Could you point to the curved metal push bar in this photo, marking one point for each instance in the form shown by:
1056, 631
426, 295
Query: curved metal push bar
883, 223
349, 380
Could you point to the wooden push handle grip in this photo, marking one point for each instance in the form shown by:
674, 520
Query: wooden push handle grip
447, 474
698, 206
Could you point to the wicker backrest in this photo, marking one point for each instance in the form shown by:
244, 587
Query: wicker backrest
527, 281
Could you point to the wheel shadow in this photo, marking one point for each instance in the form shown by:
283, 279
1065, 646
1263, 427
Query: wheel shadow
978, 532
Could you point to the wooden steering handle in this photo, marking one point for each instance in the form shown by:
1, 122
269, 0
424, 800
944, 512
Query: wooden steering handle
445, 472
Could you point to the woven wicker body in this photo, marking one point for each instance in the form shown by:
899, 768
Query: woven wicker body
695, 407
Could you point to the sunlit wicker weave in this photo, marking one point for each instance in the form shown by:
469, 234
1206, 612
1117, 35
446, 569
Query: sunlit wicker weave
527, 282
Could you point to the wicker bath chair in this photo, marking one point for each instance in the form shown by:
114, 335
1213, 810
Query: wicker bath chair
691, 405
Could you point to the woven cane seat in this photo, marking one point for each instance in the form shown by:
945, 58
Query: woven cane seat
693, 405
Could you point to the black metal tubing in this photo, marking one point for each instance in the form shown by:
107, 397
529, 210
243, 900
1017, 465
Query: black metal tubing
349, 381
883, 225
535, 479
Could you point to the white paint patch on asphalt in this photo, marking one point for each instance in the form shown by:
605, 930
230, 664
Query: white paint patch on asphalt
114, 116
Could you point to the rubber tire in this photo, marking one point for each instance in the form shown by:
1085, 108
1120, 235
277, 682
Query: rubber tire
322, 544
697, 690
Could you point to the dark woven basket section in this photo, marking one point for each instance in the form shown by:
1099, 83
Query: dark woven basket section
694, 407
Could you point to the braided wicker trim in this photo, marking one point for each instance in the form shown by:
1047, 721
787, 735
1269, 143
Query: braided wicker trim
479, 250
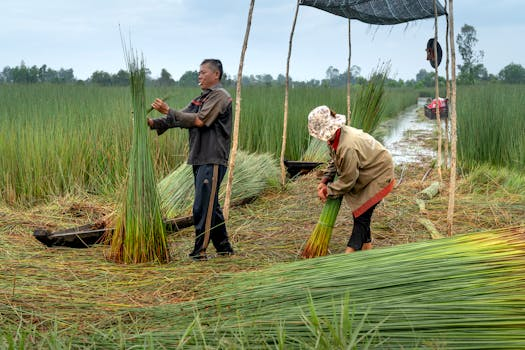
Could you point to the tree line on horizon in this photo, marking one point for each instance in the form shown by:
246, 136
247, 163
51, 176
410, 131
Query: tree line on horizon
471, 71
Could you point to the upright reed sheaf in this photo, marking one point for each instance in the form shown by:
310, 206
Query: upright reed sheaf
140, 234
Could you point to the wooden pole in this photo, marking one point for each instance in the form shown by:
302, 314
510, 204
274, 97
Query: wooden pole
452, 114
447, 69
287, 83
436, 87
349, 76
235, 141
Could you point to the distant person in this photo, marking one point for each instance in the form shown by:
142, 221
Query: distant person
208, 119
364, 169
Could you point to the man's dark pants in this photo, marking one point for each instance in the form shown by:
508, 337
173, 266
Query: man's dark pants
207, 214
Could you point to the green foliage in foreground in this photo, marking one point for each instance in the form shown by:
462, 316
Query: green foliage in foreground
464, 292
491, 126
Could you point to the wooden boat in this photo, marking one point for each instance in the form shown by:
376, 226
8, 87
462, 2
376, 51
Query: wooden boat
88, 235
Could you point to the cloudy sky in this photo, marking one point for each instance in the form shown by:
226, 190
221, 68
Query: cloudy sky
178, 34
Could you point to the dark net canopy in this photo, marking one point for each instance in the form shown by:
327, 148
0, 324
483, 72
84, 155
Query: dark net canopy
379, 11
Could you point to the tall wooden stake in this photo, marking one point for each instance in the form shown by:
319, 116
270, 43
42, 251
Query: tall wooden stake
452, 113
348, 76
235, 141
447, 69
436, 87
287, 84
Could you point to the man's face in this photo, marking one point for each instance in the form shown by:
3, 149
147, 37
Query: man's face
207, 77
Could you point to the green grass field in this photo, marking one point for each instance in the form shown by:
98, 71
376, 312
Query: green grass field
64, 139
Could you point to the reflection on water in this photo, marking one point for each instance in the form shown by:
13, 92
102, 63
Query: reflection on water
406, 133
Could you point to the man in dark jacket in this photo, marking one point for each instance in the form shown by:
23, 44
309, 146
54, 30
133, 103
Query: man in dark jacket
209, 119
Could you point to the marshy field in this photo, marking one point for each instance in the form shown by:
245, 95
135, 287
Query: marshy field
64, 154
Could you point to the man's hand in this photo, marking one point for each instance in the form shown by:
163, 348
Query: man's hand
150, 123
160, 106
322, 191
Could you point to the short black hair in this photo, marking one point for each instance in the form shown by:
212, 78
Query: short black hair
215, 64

━━━━━━━━━━━━━━━━━━━━

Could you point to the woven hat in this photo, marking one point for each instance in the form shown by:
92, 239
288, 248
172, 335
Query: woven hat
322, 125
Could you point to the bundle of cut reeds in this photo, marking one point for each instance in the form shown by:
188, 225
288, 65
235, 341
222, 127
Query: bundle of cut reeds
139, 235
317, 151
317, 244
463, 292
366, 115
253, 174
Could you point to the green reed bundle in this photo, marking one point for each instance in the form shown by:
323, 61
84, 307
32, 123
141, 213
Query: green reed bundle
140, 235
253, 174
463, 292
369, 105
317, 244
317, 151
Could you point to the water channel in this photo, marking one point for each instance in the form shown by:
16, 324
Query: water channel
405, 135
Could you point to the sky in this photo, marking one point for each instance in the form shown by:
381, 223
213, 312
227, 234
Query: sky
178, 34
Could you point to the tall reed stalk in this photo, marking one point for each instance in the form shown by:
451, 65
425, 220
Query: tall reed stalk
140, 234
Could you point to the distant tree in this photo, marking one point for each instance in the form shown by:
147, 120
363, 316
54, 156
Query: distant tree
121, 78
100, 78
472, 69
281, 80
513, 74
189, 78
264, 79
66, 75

━━━━━━━━━━━━━━━━━━━━

** Stated exercise **
Show each row above that contains the word "line", copying every such row in full.

** Result for this task **
Could you point to the tree line on horizon in this photo, marking one point for each instance in the form shown by:
Query: tree line on horizon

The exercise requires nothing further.